#### [PROVIDED TEXT]
■ ■ ■ ■ ■

Skip to main content

JsonOutput writes data to JSON files in JSONL format (one JSON object per line) with support for chunking, buffering, null field processing, and automatic object store uploads. It inherits from the base Output class and provides specialized functionality for JSON data serialization.

JsonOutput

Class
📁application_sdk.outputs.json
Inheritance chain:
Output

Writes data to JSON files (JSONL format) with support for chunking, buffering, null field processing, and automatic object store uploads.

Methods5

__init__

__init__(self, output_suffix: str, output_path: Optional[str] = None, typename: Optional[str] = None, chunk_start: Optional[int] = None, buffer_size: int = 5000, chunk_size: Optional[int] = 50000, start_marker: Optional[str] = None, end_marker: Optional[str] = None, retain_local_copy: bool = False)
Initialize JsonOutput with output suffix and configuration options.
Parameters
output_suffixstr
Required
Suffix for output files
output_pathOptional[str]
Optional
Base path where JSON files are written
typenameOptional[str]
Optional
Type name of the entity
chunk_startOptional[int]
Optional
Starting index for chunk numbering
buffer_sizeint
Optional
Number of records per buffer (default: 5000)
chunk_sizeOptional[int]
Optional
Maximum records per chunk (default: 50000)
start_markerOptional[str]
Optional
Start marker for query extraction
end_markerOptional[str]
Optional
End marker for query extraction
retain_local_copybool
Optional
Whether to retain local copy after upload (default: False)

write_dataframe

async
async write_dataframe(self, dataframe: pd.DataFrame) -> None
Writes a pandas DataFrame to JSON files in JSONL format (one JSON object per line). Writes in JSONL format (orient='records', lines=True), automatically chunks based on buffer_size and max_file_size_bytes, appends to existing files if they exist, and uploads to object store when size limits are reached.

■ ■ ■ ■ ■

#### [ITEMS]
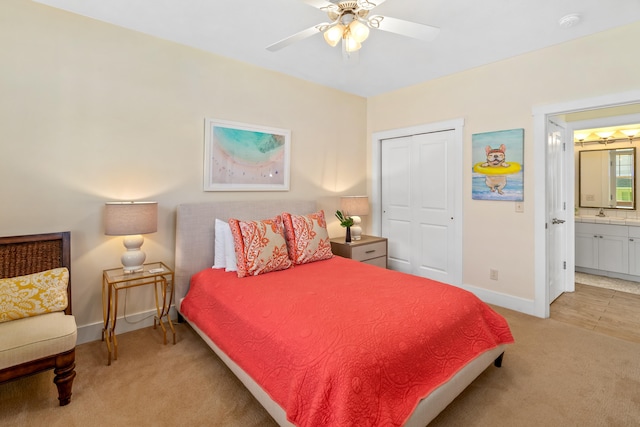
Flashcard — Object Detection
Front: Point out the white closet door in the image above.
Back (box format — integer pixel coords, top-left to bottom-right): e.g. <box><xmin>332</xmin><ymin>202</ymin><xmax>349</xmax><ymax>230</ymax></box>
<box><xmin>381</xmin><ymin>131</ymin><xmax>459</xmax><ymax>283</ymax></box>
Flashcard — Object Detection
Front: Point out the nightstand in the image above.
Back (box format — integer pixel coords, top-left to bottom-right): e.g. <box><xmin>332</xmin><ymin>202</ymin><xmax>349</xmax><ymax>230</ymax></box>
<box><xmin>102</xmin><ymin>262</ymin><xmax>176</xmax><ymax>365</ymax></box>
<box><xmin>331</xmin><ymin>234</ymin><xmax>387</xmax><ymax>268</ymax></box>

■ ■ ■ ■ ■

In the JsonOutput documentation, what default value does the buffer_size parameter of __init__ take?

5000 records per buffer.